**SELECTION**
■ ■ ■
# FX-8150 throttling



## Company (Jun 10, 2014)

Hello guys,

I'm having some issues with the processor throttling, but it doesn't actually seem to be related to any of the reported CPU temps. I've disabled all power-saving features in BIOS. Core temperatures go to somewhere around 45C, sometimes even 43C, and the CPU throttles down all cores to 1.5Ghz or less (from 4.1Ghz).

I'm thinking perhaps the VRM is getting too hot, but I'm using a M5A97 PRO which has a 6+2 phase and some kind of VRM cooling solution so should that be happening? This is during Prime95 testing by the way, I can't really push the system enough in normal use for it to throttle. The CPU temps reported by the motherboard are anywhere between 62 and 65 degrees when the throttling starts happening. Last summer I was able to push it up to 75C in testing without throttling.

If you have any insights, I'd love to hear them guys.


----------



## satrow (Feb 4, 2012)
■ ■ ■
**EXERCISE TASKS**
**a)** Which motherboard does the first poster in the FX-8150 thread use?
**b)** Print the passage of the FX-8150 thread word for word, starting at "# FX-8150 throttling" and ending at "testing without throttling.".
The material after this point is separate from the FX-8150 thread.

**DATA SEGMENT**
■ ■ ■
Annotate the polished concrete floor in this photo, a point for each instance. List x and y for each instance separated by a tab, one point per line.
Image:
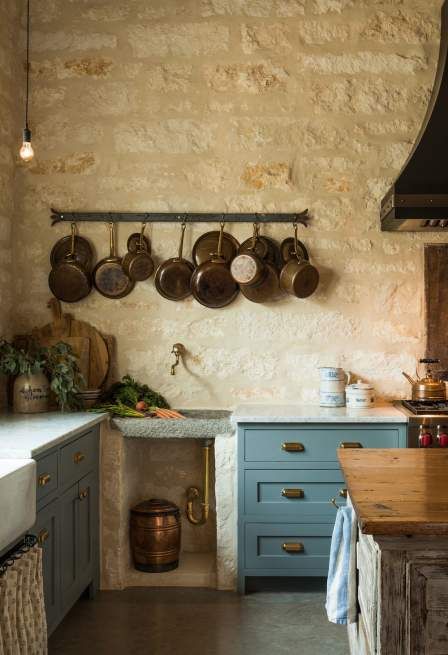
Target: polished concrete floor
160	621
■ ■ ■
**ANSWERS TO THE PROBLEMS**
**a)** The M5A97 PRO.

**b)**
# FX-8150 throttling



## Company (Jun 10, 2014)

Hello guys,

I'm having some issues with the processor throttling, but it doesn't actually seem to be related to any of the reported CPU temps. I've disabled all power-saving features in BIOS. Core temperatures go to somewhere around 45C, sometimes even 43C, and the CPU throttles down all cores to 1.5Ghz or less (from 4.1Ghz).

I'm thinking perhaps the VRM is getting too hot, but I'm using a M5A97 PRO which has a 6+2 phase and some kind of VRM cooling solution so should that be happening? This is during Prime95 testing by the way, I can't really push the system enough in normal use for it to throttle. The CPU temps reported by the motherboard are anywhere between 62 and 65 degrees when the throttling starts happening. Last summer I was able to push it up to 75C in testing without throttling.